● **WHAT YOU ARE ASKED TO DO**
Exactly as written, transcribe the lines that run from the one containing "Which pixel sits on the green grass?" to the end of the records below.

● **DATASET ENTRIES**
+++

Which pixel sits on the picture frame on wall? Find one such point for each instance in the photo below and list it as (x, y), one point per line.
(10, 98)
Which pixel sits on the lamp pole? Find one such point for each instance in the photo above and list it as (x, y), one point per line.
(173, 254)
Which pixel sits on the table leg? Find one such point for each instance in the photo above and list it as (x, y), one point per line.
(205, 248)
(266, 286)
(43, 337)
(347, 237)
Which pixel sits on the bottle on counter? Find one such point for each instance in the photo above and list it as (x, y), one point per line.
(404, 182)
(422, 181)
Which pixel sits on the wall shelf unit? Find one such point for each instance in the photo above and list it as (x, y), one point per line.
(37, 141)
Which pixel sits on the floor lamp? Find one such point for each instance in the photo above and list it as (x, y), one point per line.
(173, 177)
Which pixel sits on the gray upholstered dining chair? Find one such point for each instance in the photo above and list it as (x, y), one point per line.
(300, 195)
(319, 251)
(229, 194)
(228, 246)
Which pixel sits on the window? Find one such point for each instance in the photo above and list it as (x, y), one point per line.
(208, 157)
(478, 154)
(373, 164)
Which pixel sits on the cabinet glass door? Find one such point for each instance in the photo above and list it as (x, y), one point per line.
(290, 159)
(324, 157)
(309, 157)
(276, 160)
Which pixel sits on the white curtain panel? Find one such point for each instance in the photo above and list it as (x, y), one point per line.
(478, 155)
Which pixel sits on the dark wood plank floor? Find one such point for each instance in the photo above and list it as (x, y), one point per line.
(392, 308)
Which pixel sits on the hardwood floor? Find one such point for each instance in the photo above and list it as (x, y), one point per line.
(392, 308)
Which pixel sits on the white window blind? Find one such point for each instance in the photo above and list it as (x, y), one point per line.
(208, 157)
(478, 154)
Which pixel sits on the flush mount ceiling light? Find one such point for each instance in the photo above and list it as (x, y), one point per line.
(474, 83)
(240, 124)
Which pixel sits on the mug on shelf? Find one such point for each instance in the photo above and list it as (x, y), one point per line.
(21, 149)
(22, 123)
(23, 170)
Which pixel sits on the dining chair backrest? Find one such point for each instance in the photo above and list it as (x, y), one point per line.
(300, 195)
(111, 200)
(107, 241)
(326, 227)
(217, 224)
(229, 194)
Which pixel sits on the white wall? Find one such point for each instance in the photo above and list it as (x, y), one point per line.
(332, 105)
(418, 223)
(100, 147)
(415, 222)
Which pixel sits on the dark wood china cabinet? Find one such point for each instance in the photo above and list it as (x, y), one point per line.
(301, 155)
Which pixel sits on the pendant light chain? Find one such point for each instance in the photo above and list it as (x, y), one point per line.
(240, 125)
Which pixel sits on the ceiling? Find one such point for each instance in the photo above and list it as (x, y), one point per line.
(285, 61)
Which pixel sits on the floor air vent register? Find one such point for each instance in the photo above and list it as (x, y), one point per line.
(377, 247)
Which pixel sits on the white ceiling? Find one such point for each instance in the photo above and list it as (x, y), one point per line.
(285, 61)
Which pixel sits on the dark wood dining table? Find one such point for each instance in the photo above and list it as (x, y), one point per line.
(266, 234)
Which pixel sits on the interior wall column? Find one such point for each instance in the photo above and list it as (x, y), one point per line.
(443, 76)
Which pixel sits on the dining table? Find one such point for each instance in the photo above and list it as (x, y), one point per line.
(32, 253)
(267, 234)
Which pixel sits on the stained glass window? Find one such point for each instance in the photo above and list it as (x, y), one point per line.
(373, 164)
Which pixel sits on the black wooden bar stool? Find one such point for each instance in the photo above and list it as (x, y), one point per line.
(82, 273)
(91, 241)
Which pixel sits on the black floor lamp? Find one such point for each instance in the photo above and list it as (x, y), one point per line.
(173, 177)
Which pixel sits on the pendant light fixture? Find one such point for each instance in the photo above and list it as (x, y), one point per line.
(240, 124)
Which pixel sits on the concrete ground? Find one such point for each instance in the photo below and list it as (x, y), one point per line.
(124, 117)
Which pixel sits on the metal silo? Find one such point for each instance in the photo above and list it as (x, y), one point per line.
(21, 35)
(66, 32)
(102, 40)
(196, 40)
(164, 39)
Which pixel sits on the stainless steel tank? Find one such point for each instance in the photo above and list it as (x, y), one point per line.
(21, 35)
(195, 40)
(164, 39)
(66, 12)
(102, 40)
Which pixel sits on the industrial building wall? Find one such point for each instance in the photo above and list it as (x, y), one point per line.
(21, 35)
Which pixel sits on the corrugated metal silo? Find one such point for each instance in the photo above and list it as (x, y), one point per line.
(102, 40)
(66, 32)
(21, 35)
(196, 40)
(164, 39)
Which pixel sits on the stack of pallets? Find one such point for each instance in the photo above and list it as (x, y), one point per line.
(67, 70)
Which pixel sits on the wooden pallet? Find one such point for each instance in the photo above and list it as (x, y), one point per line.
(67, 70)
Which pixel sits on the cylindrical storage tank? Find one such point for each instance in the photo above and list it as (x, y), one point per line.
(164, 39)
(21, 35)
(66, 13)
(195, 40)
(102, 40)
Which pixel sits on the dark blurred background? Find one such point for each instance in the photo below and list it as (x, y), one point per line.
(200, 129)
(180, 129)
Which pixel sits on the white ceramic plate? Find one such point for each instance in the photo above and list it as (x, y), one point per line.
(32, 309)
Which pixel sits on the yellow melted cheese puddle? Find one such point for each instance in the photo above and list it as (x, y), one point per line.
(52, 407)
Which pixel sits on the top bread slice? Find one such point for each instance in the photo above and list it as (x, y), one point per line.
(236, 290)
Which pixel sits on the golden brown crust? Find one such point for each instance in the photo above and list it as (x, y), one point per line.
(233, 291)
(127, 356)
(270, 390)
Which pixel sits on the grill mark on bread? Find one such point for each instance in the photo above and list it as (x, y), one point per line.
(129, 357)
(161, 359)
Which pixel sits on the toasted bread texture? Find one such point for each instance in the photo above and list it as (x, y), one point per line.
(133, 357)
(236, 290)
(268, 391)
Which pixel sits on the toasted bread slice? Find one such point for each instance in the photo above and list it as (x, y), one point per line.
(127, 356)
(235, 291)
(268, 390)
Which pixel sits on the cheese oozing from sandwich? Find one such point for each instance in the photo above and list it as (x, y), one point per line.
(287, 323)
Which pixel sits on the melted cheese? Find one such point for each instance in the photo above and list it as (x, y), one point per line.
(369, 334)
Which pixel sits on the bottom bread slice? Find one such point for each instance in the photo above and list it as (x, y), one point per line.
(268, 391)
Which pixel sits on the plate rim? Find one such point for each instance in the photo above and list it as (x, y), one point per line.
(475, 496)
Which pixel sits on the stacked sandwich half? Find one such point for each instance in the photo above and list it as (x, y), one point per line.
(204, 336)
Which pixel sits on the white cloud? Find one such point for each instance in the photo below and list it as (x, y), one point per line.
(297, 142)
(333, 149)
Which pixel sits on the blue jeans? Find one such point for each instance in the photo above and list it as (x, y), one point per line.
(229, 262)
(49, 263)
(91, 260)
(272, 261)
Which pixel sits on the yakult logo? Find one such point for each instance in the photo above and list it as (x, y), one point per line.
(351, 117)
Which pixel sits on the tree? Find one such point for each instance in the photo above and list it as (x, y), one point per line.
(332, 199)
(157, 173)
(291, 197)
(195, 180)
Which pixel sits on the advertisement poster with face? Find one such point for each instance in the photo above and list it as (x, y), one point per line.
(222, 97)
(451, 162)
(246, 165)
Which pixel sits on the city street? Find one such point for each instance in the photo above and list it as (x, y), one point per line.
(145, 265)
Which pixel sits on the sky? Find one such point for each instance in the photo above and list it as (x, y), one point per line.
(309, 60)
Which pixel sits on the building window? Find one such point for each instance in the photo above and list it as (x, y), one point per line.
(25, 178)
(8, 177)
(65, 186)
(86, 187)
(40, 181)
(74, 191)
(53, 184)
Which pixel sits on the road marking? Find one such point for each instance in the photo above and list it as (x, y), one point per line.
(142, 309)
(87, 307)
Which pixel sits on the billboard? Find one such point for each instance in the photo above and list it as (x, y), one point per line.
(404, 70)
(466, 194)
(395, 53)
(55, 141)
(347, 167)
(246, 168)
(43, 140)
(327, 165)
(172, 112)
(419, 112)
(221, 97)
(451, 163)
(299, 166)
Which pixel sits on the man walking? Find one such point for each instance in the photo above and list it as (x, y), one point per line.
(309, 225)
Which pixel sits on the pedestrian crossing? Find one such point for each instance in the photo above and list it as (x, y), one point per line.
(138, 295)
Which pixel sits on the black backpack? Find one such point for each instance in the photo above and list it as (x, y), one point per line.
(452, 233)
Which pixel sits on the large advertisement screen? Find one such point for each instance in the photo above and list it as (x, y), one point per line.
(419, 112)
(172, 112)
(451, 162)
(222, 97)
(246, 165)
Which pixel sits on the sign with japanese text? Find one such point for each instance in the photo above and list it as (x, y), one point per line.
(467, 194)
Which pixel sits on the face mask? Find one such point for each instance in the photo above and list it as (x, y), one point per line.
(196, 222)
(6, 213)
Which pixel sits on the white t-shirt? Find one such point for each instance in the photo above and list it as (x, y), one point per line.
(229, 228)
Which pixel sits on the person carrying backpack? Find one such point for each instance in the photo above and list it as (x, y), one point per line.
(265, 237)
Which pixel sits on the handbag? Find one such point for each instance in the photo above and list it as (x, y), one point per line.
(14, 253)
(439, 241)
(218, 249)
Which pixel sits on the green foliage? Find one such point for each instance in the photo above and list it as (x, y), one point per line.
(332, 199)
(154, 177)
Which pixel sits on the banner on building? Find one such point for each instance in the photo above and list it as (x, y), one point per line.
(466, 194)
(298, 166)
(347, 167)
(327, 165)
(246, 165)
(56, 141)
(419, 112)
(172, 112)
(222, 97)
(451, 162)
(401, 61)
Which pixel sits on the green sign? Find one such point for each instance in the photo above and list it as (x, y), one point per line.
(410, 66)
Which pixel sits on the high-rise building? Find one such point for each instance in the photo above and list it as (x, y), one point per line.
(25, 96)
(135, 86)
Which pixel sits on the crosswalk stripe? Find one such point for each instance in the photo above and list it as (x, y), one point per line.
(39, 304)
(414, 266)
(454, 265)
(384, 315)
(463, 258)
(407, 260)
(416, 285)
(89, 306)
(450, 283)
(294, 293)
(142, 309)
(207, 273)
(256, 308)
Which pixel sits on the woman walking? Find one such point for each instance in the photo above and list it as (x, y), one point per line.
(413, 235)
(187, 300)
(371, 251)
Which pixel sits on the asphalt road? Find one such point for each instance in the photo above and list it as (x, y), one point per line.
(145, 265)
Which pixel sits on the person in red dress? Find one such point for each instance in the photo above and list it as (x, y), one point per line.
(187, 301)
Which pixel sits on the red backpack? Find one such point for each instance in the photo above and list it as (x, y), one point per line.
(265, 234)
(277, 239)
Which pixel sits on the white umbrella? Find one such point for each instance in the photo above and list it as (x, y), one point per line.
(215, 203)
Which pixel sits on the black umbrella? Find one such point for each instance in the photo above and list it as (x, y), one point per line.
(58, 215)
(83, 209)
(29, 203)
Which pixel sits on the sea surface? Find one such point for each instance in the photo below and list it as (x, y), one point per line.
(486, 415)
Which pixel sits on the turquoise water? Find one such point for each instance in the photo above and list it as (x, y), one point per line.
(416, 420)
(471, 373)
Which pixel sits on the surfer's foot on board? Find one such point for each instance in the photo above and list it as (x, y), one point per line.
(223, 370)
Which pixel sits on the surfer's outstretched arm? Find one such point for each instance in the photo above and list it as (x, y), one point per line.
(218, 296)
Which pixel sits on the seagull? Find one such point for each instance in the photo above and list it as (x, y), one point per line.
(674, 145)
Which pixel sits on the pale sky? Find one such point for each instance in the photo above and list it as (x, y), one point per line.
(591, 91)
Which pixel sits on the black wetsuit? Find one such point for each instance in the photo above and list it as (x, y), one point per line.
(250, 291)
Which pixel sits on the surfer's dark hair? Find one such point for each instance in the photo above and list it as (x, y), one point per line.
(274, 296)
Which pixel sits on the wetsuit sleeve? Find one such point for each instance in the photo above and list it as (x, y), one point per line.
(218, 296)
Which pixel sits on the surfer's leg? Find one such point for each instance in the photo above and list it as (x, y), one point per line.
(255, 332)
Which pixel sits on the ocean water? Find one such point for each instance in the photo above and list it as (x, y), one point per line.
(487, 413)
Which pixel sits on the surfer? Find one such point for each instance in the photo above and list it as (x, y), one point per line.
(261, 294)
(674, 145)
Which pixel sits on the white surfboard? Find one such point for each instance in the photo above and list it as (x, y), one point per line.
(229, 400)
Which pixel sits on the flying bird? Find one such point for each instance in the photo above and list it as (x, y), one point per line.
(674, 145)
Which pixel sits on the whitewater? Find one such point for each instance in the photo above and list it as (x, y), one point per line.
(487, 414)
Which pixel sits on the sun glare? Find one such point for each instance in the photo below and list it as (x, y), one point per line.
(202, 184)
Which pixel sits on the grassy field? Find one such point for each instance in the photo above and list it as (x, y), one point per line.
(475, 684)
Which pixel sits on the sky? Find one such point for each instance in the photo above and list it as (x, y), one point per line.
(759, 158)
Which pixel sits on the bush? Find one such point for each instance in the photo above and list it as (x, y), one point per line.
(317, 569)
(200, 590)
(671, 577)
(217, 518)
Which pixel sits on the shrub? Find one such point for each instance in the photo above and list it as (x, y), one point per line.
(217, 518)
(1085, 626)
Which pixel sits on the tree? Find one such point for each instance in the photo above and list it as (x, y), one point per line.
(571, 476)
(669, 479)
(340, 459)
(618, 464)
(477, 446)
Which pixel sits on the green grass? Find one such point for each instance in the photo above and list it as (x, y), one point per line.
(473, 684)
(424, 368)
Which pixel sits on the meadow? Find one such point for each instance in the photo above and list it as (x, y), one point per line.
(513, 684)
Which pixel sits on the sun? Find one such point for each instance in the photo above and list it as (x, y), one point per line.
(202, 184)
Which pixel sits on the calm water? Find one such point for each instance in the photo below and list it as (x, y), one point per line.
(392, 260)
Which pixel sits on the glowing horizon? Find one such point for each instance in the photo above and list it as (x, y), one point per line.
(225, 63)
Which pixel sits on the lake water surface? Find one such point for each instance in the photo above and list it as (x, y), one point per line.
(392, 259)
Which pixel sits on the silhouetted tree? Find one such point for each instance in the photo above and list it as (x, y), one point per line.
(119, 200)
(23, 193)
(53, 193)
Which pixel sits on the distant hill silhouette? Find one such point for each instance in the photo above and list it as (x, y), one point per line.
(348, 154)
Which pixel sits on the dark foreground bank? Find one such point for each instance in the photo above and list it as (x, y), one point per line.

+++

● **REPLY**
Which pixel sits on the green grass? Find one such point for each instance in the photo above and list it as (x, y), one point per line.
(473, 684)
(424, 368)
Which pixel sits on the meadow? Find one such point for each instance in the photo above and list it as (x, y), one point per line.
(513, 684)
Which pixel sits on the sun? Find one such point for each instance in the photo above and list it as (x, y), one point per line.
(202, 184)
Which pixel sits on the calm water? Find one such point for each instance in the photo below and list it as (x, y), one point per line.
(392, 260)
Which pixel sits on the glowing horizon? Find one such point for each instance in the photo above and list it as (x, y), one point per line.
(225, 63)
Which pixel sits on the lake water surface? Find one such point for each instance in the photo above and list it as (x, y), one point per line.
(392, 259)
Which pixel sits on the silhouetted tree? Find one such point for each instance in the photo above and list it as (x, y), one point per line.
(119, 200)
(23, 193)
(53, 193)
Which pixel sits on the distant hill silhouette? Find one such point for each instance in the photo above and list it as (x, y), one point per line.
(348, 154)
Which pixel sits on the dark foreground bank? Find one such point for each instance in the photo above and list it as (x, y), one point per line.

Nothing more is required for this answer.